Reproduce all of these records, requests included, but scale every point coordinate in the answers by 1.4, rounding each result to a whole number with halves rounded up. Omit the pictures from your reply.

## start

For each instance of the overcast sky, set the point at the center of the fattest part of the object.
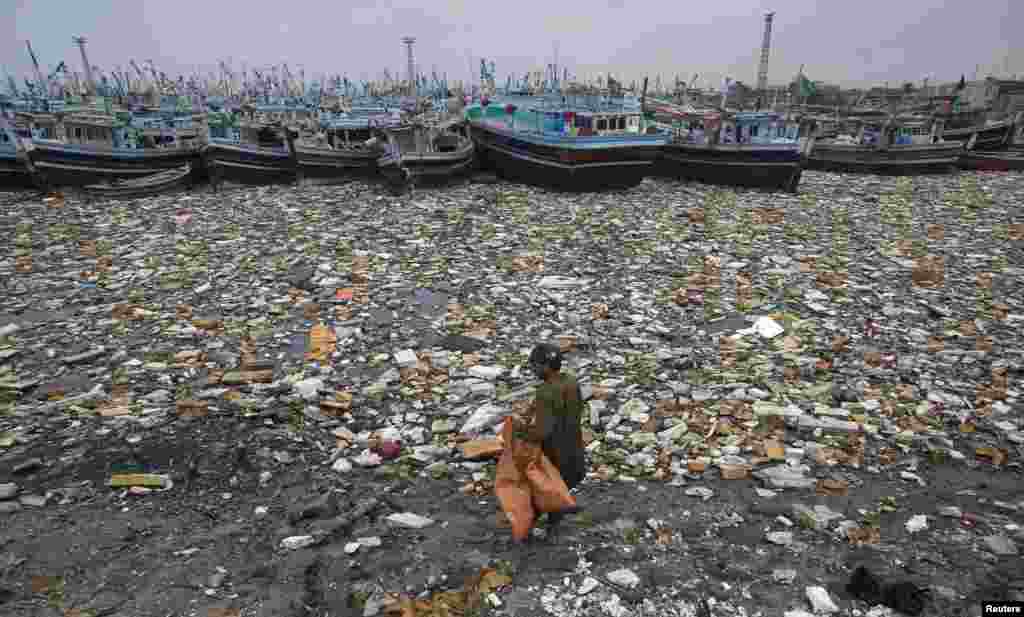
(847, 43)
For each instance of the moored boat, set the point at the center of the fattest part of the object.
(164, 181)
(13, 171)
(248, 151)
(571, 146)
(347, 146)
(1009, 159)
(986, 137)
(884, 145)
(755, 149)
(420, 153)
(86, 147)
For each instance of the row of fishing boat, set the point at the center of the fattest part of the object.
(571, 138)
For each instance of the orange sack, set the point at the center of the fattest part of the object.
(549, 490)
(512, 488)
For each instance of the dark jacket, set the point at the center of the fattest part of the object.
(557, 411)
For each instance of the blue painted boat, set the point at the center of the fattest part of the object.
(568, 144)
(88, 146)
(752, 148)
(248, 151)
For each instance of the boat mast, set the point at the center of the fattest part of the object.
(90, 83)
(39, 73)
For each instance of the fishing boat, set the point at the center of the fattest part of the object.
(249, 151)
(13, 171)
(883, 144)
(993, 135)
(165, 181)
(572, 145)
(86, 147)
(347, 145)
(1011, 158)
(755, 149)
(423, 153)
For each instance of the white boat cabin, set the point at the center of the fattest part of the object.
(758, 128)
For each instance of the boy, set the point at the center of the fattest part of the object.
(556, 412)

## end

Correct output:
For each instance of the overcast sky, set the point at the center of the fattest part of the object.
(1186, 60)
For each instance of the moored boat, set the point at the center of the fattest part of the object.
(230, 253)
(18, 239)
(347, 211)
(799, 204)
(486, 204)
(1413, 223)
(1380, 192)
(1238, 203)
(1057, 209)
(588, 214)
(120, 206)
For each instance of the row of fishing boat, set the point at the center of the fattest part of the object.
(799, 193)
For each instance of the orange sack, set the point at the center of the fattest part of the object.
(769, 686)
(717, 683)
For each instance of the dark jacket, set the point at the center of the fattest part of the object.
(780, 575)
For each instance of the blue painted boat, set the point at the center of the fattest part of the object.
(795, 202)
(123, 204)
(1053, 207)
(347, 211)
For each instance of the boat mast, set the point at the center of the fattest part of the object.
(126, 116)
(55, 102)
For each instance of the fishing boat, set the point at the center of the fattest part of the object.
(349, 211)
(18, 239)
(1236, 202)
(1390, 189)
(231, 253)
(801, 203)
(120, 206)
(486, 203)
(1415, 221)
(1057, 209)
(592, 214)
For each instance of the white boat cabin, set the point at the center of the fattest part of the object.
(1061, 179)
For each instance of the boy, set the point at the center of the fattest part of the object.
(778, 577)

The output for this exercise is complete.